Among the entries that follow, find the lines containing the string "grass" and copy them.

Dataset excerpts: Begin

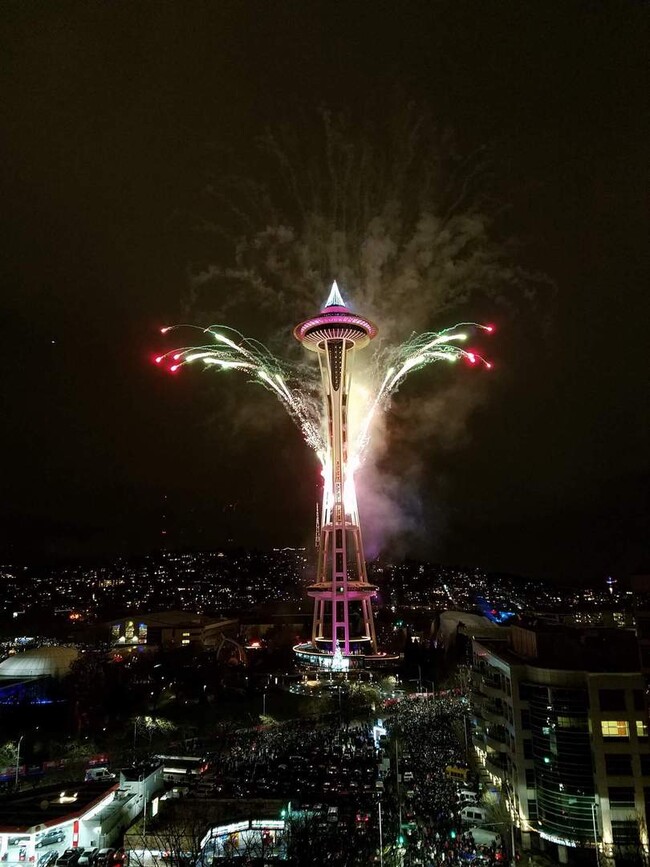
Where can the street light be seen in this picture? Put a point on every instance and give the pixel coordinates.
(20, 739)
(594, 807)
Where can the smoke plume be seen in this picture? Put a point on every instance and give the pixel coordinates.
(407, 227)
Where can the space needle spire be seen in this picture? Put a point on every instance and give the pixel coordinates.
(342, 621)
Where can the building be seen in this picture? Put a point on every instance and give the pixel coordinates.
(343, 629)
(48, 661)
(80, 815)
(170, 629)
(560, 726)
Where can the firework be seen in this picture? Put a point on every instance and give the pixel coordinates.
(295, 385)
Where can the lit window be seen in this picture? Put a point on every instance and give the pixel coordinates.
(615, 728)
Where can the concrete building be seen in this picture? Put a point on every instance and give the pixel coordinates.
(560, 726)
(79, 815)
(170, 629)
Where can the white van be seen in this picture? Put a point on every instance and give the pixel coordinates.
(473, 814)
(94, 774)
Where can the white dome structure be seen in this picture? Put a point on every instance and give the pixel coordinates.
(40, 662)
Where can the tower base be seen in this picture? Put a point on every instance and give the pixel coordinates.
(314, 656)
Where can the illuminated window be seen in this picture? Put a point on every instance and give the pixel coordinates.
(615, 728)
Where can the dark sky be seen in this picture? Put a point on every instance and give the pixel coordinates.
(111, 112)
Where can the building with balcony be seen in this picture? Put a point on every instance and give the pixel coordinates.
(559, 725)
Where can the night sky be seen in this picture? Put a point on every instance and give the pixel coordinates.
(116, 115)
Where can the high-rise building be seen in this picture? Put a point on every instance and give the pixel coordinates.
(343, 631)
(560, 726)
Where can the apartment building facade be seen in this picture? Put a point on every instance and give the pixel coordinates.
(559, 725)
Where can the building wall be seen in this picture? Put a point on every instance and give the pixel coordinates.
(558, 742)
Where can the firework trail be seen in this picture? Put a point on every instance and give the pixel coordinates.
(295, 385)
(405, 222)
(230, 350)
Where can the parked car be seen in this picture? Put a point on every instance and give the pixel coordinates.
(105, 857)
(47, 858)
(102, 774)
(49, 838)
(473, 814)
(70, 858)
(88, 858)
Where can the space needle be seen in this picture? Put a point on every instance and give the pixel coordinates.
(343, 630)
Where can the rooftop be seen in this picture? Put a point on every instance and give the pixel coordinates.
(50, 805)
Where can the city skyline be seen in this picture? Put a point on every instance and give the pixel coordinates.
(545, 472)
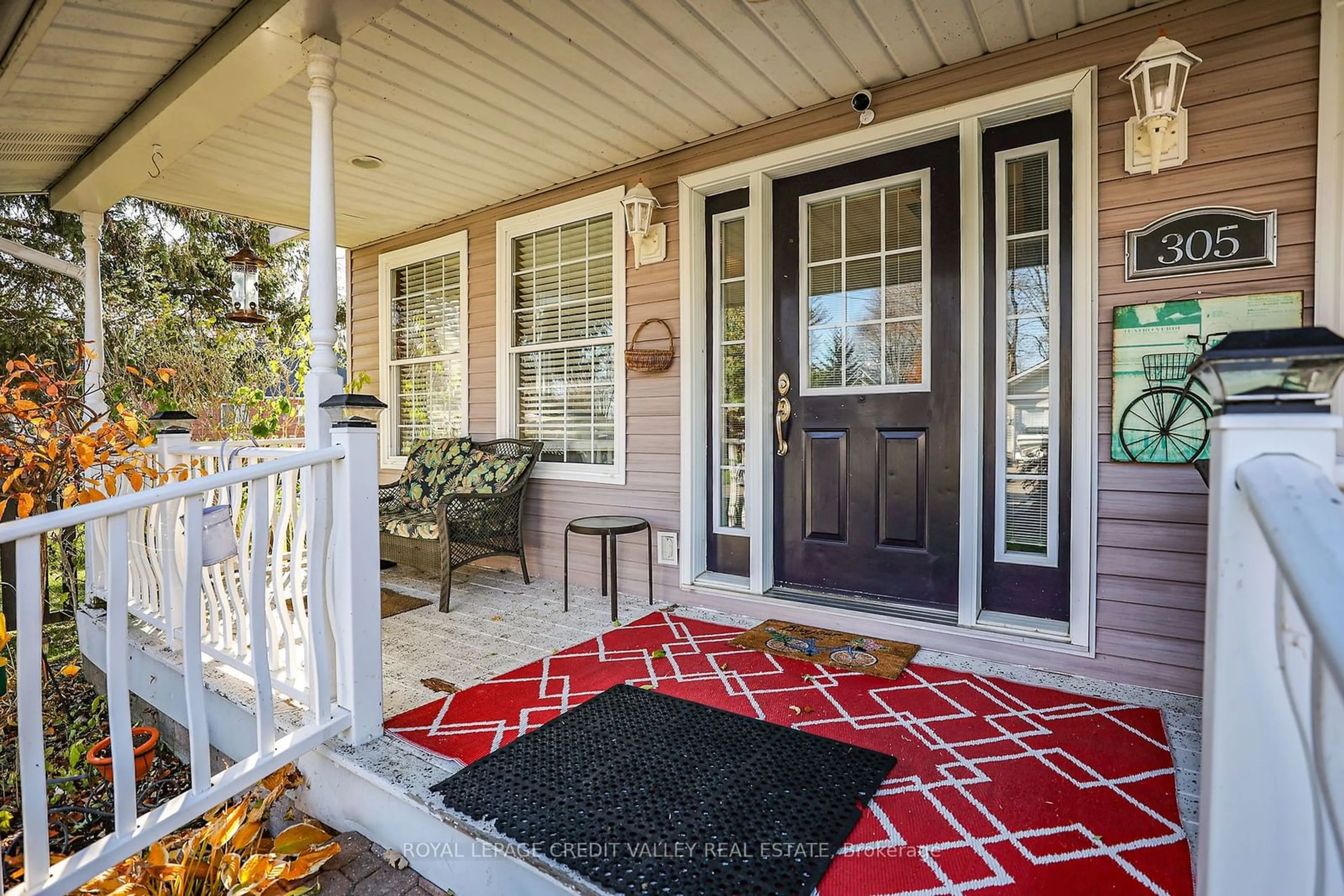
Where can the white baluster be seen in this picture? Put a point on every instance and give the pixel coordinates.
(33, 765)
(259, 500)
(198, 722)
(119, 679)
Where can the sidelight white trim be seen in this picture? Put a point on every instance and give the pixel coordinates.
(717, 367)
(1074, 92)
(1050, 558)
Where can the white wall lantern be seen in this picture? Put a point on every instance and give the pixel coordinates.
(648, 240)
(1155, 137)
(245, 296)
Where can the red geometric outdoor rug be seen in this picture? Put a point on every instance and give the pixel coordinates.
(999, 788)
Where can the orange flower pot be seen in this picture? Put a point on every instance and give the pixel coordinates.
(100, 757)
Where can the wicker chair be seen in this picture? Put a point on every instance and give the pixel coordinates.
(463, 527)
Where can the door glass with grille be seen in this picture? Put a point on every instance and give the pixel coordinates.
(866, 289)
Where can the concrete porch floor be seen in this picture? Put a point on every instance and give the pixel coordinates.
(498, 624)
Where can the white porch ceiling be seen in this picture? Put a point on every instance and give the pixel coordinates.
(471, 103)
(75, 69)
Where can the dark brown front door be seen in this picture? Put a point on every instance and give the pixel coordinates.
(869, 334)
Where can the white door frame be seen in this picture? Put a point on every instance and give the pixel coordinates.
(1074, 92)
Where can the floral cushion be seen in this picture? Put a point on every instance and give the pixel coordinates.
(487, 473)
(408, 522)
(432, 469)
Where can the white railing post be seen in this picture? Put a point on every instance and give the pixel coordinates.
(357, 617)
(167, 444)
(1257, 817)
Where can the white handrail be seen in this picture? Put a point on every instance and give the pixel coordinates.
(1272, 769)
(331, 636)
(31, 526)
(1302, 515)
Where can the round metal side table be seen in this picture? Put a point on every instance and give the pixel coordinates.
(608, 527)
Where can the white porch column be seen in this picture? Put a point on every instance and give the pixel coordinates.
(1257, 813)
(323, 381)
(92, 224)
(357, 617)
(1330, 184)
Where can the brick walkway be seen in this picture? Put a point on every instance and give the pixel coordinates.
(359, 870)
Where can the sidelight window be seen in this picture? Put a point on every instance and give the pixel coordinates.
(1027, 377)
(730, 342)
(866, 288)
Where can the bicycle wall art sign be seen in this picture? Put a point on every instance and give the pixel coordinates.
(1198, 241)
(1159, 413)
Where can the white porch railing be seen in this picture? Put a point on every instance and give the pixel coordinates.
(1272, 778)
(316, 639)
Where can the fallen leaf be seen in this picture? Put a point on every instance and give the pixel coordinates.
(310, 862)
(439, 684)
(299, 837)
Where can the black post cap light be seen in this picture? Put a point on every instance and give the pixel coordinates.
(1272, 371)
(173, 422)
(353, 409)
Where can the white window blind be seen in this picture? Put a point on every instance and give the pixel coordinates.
(564, 340)
(867, 287)
(425, 352)
(1027, 370)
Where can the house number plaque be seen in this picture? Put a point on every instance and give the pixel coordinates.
(1199, 241)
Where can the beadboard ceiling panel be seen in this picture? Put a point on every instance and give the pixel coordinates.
(472, 103)
(93, 62)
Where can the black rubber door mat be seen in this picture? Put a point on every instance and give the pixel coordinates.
(644, 795)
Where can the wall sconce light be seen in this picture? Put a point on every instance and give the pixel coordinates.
(1155, 137)
(648, 240)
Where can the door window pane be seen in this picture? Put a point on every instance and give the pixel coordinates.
(867, 292)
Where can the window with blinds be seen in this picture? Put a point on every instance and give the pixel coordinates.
(867, 289)
(564, 340)
(425, 352)
(730, 347)
(1027, 370)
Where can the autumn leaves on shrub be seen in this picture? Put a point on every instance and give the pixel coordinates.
(57, 451)
(229, 856)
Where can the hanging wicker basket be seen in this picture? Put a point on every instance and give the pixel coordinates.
(650, 359)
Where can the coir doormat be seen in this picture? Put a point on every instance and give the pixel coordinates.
(835, 649)
(667, 796)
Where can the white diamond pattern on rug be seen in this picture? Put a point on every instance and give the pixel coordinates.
(1000, 788)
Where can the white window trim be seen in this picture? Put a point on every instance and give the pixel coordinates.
(715, 346)
(386, 264)
(1002, 555)
(506, 395)
(918, 176)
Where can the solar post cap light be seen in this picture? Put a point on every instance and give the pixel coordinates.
(1272, 371)
(353, 409)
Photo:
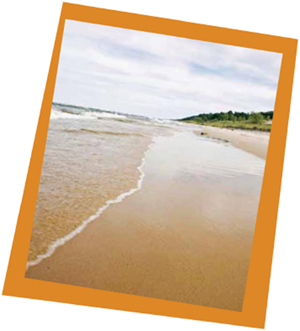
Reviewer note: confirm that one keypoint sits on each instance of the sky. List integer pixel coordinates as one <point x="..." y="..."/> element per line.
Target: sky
<point x="161" y="76"/>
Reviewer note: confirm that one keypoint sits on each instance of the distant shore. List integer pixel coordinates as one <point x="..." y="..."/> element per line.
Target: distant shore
<point x="243" y="125"/>
<point x="254" y="142"/>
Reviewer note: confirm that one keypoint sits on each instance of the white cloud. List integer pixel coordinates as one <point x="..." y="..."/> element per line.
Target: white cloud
<point x="161" y="76"/>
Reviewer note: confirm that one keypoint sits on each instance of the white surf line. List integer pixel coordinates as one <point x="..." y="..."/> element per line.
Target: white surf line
<point x="61" y="241"/>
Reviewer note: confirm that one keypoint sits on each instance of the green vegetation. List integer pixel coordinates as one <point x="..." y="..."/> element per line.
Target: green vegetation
<point x="234" y="120"/>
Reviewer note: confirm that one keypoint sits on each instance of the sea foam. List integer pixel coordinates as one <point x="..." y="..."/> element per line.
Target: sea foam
<point x="61" y="241"/>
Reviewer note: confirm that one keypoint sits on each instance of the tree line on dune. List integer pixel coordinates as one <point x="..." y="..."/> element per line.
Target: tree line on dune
<point x="254" y="117"/>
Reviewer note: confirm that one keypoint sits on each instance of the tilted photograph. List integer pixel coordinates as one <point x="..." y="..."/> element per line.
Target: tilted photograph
<point x="153" y="166"/>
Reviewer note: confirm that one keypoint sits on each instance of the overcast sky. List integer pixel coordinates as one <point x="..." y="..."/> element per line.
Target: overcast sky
<point x="161" y="76"/>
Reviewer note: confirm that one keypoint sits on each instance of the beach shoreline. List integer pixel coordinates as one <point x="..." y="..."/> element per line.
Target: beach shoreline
<point x="168" y="240"/>
<point x="254" y="142"/>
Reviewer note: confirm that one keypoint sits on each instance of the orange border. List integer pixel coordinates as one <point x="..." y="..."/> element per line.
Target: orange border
<point x="255" y="301"/>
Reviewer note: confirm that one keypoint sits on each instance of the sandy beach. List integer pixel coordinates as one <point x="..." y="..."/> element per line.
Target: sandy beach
<point x="185" y="235"/>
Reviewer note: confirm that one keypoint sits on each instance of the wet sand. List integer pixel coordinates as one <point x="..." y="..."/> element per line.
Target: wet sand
<point x="186" y="236"/>
<point x="254" y="142"/>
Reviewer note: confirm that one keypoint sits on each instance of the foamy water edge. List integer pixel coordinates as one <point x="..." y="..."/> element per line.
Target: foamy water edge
<point x="61" y="241"/>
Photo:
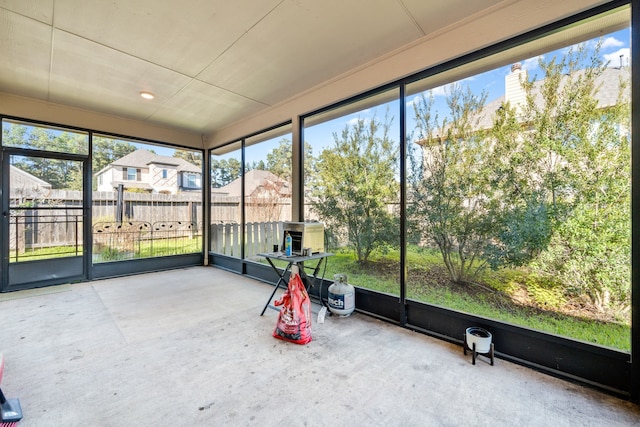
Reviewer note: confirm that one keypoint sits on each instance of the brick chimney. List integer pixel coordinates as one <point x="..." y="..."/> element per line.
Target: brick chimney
<point x="513" y="91"/>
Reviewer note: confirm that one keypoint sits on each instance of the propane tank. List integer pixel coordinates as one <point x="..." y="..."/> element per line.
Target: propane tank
<point x="342" y="296"/>
<point x="287" y="245"/>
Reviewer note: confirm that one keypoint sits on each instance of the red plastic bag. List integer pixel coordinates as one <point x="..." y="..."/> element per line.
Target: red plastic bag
<point x="294" y="320"/>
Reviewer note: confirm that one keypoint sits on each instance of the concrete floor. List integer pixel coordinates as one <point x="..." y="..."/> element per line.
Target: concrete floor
<point x="188" y="348"/>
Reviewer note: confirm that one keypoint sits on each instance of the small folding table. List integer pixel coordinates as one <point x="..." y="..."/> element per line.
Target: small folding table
<point x="299" y="260"/>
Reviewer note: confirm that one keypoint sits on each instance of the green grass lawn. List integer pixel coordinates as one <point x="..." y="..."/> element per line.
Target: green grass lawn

Dataset excerpts: End

Answer for this exercise
Reviewer note: confirm that one keypoint sits on each instance of the green grass lawn. List integer pixel coordinates as one <point x="..." y="..."/> element per line.
Target: green grass lawn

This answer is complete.